Given problem:
Count the lines in the following data that contain the string "below", and reply with that number alone.

Exercise materials:
↓
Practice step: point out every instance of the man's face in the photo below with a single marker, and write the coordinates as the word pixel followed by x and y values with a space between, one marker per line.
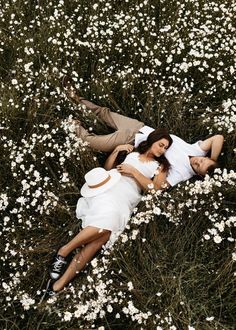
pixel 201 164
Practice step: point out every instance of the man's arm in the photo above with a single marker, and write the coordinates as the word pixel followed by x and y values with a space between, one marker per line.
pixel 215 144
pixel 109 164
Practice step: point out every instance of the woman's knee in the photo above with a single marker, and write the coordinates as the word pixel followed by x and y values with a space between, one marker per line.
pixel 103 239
↑
↓
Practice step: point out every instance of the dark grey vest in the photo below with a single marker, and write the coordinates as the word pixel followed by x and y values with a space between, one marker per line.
↑
↓
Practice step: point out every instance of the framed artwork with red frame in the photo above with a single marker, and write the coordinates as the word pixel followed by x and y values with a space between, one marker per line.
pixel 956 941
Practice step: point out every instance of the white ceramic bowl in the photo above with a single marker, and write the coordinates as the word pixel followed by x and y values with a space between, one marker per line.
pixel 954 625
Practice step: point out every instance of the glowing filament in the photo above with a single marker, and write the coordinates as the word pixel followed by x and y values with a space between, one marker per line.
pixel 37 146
↑
Task answer:
2